• Recorded data:
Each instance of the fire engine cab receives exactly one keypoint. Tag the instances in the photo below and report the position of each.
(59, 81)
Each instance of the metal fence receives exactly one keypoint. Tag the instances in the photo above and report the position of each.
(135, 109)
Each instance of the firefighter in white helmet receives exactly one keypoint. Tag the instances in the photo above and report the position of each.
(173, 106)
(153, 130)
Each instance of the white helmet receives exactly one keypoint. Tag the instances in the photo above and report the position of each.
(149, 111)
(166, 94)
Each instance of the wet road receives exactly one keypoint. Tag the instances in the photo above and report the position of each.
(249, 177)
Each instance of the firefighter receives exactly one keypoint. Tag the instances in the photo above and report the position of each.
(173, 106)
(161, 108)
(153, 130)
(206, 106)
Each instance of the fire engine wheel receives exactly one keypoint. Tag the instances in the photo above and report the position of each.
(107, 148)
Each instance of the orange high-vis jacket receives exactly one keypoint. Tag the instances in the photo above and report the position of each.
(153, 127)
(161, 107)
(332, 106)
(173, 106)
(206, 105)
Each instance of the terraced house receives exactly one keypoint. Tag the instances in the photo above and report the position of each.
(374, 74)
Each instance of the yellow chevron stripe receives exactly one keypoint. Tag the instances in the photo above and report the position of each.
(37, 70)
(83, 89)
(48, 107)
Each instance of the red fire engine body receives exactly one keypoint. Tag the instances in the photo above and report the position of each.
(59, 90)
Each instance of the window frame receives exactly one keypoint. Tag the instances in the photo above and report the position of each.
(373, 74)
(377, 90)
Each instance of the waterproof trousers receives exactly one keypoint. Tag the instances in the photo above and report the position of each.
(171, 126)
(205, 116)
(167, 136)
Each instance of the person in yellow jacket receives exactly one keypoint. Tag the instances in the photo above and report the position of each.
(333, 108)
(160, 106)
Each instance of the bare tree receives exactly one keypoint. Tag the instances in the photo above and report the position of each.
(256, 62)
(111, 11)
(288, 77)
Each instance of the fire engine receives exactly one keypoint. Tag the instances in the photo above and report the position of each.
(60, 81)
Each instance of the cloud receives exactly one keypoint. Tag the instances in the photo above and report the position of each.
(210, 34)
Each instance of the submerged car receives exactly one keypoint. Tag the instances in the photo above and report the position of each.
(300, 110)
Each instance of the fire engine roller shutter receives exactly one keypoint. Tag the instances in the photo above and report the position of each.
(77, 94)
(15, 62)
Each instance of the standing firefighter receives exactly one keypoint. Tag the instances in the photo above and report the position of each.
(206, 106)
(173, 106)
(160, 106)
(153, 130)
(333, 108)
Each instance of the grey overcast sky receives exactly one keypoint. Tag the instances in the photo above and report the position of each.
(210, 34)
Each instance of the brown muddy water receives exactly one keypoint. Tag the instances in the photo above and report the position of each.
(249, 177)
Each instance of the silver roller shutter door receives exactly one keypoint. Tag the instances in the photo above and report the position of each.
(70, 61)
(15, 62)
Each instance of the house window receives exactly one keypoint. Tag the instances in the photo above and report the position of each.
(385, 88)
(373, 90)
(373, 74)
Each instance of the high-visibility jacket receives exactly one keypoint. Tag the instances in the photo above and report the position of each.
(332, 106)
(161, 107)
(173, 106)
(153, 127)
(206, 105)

• What is expected: Extract all of the data shown above without alteration.

• Complete output:
Each instance of the fire engine cab receives exactly one keypoint. Tag the instances in the photo below and report the position of each.
(59, 81)
Each instance of the metal fence receives exactly one keypoint. Tag the instances in the photo above and report the position of each.
(135, 109)
Each instance of the firefighter in white helmet receives exactly one keypoint. Tag the instances in the photo above and report the position of each.
(173, 106)
(153, 130)
Each instance of the white helmet receives exactly one keypoint. Tag the instances in the photo above and report the position of each.
(149, 111)
(166, 94)
Each instance of the wet road receives exactly one keypoint. Tag the instances in the photo above and report the position of each.
(249, 177)
Each instance of the firefighter receives exactly one keypoint. Tag the instances in the photo above and report the position of each.
(173, 106)
(161, 108)
(153, 130)
(206, 106)
Each instance of the fire engine wheel receives exactly one keypoint. Tag the instances in the photo above and report the position of each.
(107, 148)
Each instance of the orange high-vis jacket receives exactly one keypoint. Tag the instances in the photo above and report the position of each.
(153, 127)
(161, 107)
(332, 106)
(173, 106)
(206, 105)
Each instance of the terraced house receives exactly one keypoint. Tag the instances in the photo above and report the position of each.
(374, 74)
Each instance of the yellow chevron stripe receives exactly one keypoint. Tag the instances in the photo above and report the position of each.
(37, 70)
(83, 89)
(48, 107)
Each instance of the red fire engine body receives exactly one keypoint. Tag the instances in the photo above and report the position of each.
(59, 90)
Each instance of the window frame receives exactly one keypoint. Tag the instances in the photo above and report the position of each.
(373, 74)
(377, 90)
Each instance of the waterproof trousers receives exactly one keypoint. Tag the instances in the photo above and report the position of each.
(171, 126)
(205, 116)
(167, 136)
Each instance of the person in yellow jacket receives exactly one keypoint. Tag the instances in the photo above and report the position of each.
(333, 108)
(160, 106)
Each instance of the bare tree receives exactly one keypoint. Tag the instances in the photo above and report the position of each.
(256, 62)
(111, 11)
(288, 77)
Each instance of the fire engine receives exactly one keypoint. Tag the instances in the photo above and report the position of each.
(60, 81)
Each instance of the cloud receives exactly one keypoint. Tag the instances in the photo above and report the position of each.
(210, 34)
Each instance of the submerged car receives exactly one keypoint. Tag the instances in the photo above and report the position of each.
(300, 110)
Each instance of the fire engine roller shutter receives exactly one keypoint. Tag the instances in the photo above and report the position of each.
(77, 94)
(15, 62)
Each instance of the standing firefighter receives exactly one keypoint. Tag the instances in the photo above and report the position of each.
(206, 106)
(173, 106)
(160, 106)
(153, 130)
(333, 108)
Each instance of the grey overcast sky receives exactly one keypoint. Tag the instances in the photo above and report the position of each.
(210, 34)
Each instance of the brown muddy water receives exactly one keypoint. Tag the instances in the photo above and report the position of each.
(249, 177)
Each instance of the silver roller shutter door receives exactly one keypoint. Tag the instances in the photo above and report the position of each.
(70, 61)
(15, 62)
Each instance of the house window receives exactly one keypoint. Tag the instances in the photo above and report the position of each.
(385, 88)
(373, 90)
(373, 74)
Each instance of the high-visibility jacket receives exactly one keypoint. Tag the instances in the photo above and report the position of each.
(332, 106)
(161, 107)
(173, 106)
(153, 127)
(206, 105)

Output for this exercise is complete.